▶ **WRITTEN TASK**: Reproduce each of the entries below word for word, but leave out the pictures.

▶ **DATA LINES**:
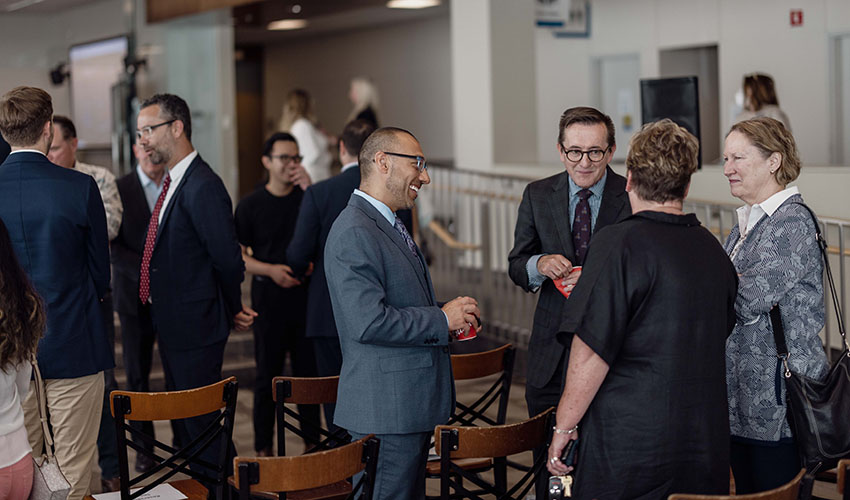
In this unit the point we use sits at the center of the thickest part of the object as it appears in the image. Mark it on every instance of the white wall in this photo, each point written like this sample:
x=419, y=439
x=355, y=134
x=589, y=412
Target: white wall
x=409, y=63
x=752, y=35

▶ **ANSWER IN FULL**:
In this unit the point we use sits at the center of the thickest part of the object as it appears in the image. Mark it on every instance of the white wall in this photo, each point written like this sample:
x=419, y=439
x=355, y=134
x=589, y=412
Target: white wall
x=409, y=63
x=752, y=35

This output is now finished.